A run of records

________________________

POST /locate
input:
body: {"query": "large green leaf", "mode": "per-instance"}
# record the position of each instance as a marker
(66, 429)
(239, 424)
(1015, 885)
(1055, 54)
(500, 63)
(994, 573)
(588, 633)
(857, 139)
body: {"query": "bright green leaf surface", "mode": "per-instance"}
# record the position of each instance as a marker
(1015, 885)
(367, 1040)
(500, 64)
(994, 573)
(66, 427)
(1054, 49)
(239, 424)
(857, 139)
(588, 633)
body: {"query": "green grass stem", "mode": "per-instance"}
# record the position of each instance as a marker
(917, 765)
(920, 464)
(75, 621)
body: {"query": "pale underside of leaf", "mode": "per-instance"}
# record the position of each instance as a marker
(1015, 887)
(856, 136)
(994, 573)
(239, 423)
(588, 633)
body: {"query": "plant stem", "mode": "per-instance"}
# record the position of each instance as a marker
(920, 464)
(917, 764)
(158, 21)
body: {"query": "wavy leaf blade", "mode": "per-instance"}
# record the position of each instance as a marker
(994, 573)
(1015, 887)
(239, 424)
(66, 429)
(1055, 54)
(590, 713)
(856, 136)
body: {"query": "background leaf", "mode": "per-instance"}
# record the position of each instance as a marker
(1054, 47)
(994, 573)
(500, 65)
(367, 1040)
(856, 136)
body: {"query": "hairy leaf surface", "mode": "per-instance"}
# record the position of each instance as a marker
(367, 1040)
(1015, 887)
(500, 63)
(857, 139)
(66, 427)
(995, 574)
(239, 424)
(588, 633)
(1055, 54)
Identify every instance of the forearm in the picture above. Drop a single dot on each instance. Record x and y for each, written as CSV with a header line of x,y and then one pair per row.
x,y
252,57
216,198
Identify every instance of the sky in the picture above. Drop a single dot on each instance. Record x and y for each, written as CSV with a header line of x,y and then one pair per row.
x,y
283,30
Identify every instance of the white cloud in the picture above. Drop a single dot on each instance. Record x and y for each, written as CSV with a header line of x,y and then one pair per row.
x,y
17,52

________________________

** Given instruction **
What are the lines from the one with "Identify every instance of the forearm" through the last line of the records above? Quote them exactly and add nothing.

** Task result **
Identify every instance of the forearm in the picture above. Drop a single dot on each instance. Record x and y for each, written as CSV with a header line of x,y and then one pair per row.
x,y
252,57
216,198
Identify every instance of the sky in the picture above. Drop a single dot on each instance. Record x and y for each, written as CSV with a header line of x,y and then one pair per row.
x,y
283,30
Identify every instance of the white cloud in the picture above. Drop a single dot on each instance. Record x and y for each, written as CSV with a header line of x,y and then one pair per row.
x,y
17,52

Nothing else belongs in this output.